TASKS TO CARRY OUT:
a) In the passage on Sentinel-1 snowmelt monitoring, condense the paragraph beginning "For this station, the information about the LWC" into a short list that keeps its main facts.
b) Write a continuation of the passage on Sentinel-1 snowmelt monitoring, beginning after its final sentence.

It is worth noting that the two polarizations acquired by S-1 provided coherent information. However, few cases in which there is a depolarization of the signal can be spotted during the ripening phase. Here the repeated cycles of melting and refreezing can generate ice layers (Kattelmann and Dozier, 1999), which affect the polarization in different ways.
4.1.2 Alpe del Tumulo
For this station, the information about the LWC and SWE was derived through SNOWPACK. The calibration of the model was performed in order to achieve a high agreement in terms of snow height and snow temperature (see Table 3). For this station, the tracks T168 (descending, morning), T117 (ascending, afternoon) and T095 (descending, morning) are available. The LIAs for the three tracks are 40, 35 and 47∘, respectively.
A very short moistening phase can be identified in both years from the modeled LWC and SWE time series (Fig. 4c, d). These phases are well identified in the σ0 time series by a drop of the morning and afternoon signal. The situation of the runoff phase 2016/2017 looks similar to Zugspitze for the season 2017/2018: from the LWC and SWE time series two modes are visible, suggesting that the runoff was stopped by a cold period (with a new snowfall). This situation is reflected in the time series of the S-1 backscattering by the two characteristic U-shaped behaviors indicating that a first runoff started after the first minimum of σ0 and continued for some days following the monotonic increase in σ0, but then the process was stopped by a new wet snowfall that forced the backscattering to a new minimum. Finally, the runoff phase restarted, and the SAR signal increased again. However, the runoff phases identified from the SAR local minima seem to be anticipated by about 2 weeks with respect to the modeling results. Regarding the season 2017/2018, the runoff phase showed a more linear behavior which is represented by the characteristic shape of σ0 time series as the one identified in the Zugspitze test site. Finally, it is worth noting that the three tracks (T095 and T168, descending, and T117, ascending) acquired with different LIAs show very similar trends.

DATA RECORDS:

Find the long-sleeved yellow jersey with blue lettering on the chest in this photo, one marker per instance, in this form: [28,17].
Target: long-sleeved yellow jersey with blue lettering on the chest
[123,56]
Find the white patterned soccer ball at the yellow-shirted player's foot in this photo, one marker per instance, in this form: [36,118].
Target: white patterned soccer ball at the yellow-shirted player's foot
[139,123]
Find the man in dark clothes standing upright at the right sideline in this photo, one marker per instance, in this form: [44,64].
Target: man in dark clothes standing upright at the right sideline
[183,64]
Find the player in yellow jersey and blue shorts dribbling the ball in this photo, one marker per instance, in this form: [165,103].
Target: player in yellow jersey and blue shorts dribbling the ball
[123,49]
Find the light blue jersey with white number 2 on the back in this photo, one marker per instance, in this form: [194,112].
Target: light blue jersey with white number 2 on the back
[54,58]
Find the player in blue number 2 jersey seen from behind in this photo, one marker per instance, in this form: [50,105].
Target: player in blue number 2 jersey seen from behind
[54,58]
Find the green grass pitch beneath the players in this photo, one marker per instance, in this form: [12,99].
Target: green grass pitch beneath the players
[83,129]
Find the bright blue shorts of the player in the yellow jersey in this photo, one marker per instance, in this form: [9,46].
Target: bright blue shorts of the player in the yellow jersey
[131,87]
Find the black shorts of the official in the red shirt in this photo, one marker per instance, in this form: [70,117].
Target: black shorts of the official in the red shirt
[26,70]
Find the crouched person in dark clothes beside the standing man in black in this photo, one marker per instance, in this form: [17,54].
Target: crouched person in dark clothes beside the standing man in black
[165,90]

* * *

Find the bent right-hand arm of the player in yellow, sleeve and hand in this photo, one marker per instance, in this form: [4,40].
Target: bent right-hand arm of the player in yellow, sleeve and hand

ANSWERS FOR THIS EXERCISE:
a)
- The LWC and SWE at this station were derived through SNOWPACK, calibrated for high agreement in snow height and snow temperature (Table 3).
- Available tracks: T168 (descending, morning), T117 (ascending, afternoon) and T095 (descending, morning).
- The LIAs of these three tracks are 40, 35 and 47°, respectively.

b)
4.1.3 Clozner Loch
For this station, the information about the LWC and SWE was simulated with the SNOWPACK model. The calibration of the model was performed in order to achieve a high agreement in terms of snow height and snow temperature (see Table 3). The tracks T168 (descending, morning), T117 (ascending, afternoon) and T095 (descending, morning) are available for this station. The LIAs for the three tracks are 43, 36 and 39∘, respectively.
The season 2016/2017 is characterized by two melting phases (Fig. 4e). In fact, the snow was completely melted in the first half of April with a new fresh snowfall at the end of the month. For this reason, we highlighted the moistening–ripening–runoff snowpack alteration sequence two different times. Interestingly, the time series of the backscattering seems to properly follow the two melting processes with two characteristic U-shaped behaviors. The melting process for the season 2017/2018 was more linear (Fig. 4f), and the σ0 time series of the three tracks provides coherent information with the one extracted by analyzing the time series of LWC and SWE.
4.1.4 Malga Fadner
For this station, the information about the LWC and SWE was derived through the SNOWPACK model. The calibration of the model was performed in order to achieve a high agreement in terms of snow height and snow temperature (see Table 3). Four tracks are available for this station: T168 (descending, morning), T117 (ascending, afternoon), T044 (ascending, afternoon) and T095 (descending, morning). The LIAs for the three tracks are 46, 48, 38 and 34∘, respectively.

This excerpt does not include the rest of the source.